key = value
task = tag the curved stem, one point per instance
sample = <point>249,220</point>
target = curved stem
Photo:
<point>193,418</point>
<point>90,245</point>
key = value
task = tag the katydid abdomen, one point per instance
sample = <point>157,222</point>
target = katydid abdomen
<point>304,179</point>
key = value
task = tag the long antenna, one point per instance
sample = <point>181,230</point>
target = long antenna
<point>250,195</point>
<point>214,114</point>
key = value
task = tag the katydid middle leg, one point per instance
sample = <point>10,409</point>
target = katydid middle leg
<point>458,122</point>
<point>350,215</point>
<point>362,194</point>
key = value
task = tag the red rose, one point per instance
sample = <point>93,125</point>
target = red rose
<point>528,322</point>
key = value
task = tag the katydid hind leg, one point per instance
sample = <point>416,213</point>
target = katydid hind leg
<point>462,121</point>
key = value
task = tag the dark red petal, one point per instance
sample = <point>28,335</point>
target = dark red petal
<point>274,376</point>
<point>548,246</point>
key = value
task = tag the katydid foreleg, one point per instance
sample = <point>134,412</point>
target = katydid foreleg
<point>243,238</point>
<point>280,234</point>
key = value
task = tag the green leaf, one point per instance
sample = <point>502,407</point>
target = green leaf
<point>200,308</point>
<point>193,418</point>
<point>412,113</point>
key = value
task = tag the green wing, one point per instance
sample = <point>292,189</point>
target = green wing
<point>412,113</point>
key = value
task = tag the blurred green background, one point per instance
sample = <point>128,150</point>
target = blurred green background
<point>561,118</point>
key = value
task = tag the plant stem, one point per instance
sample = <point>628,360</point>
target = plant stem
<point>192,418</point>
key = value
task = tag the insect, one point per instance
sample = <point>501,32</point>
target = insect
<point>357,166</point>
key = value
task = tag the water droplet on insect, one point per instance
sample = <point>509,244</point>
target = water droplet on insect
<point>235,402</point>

============================================================

= Exercise task =
Count how many lines of the data above contain the string "blurred", with uppercase and lowercase letters treated as different. Reply with the number alone.

= Exercise result =
2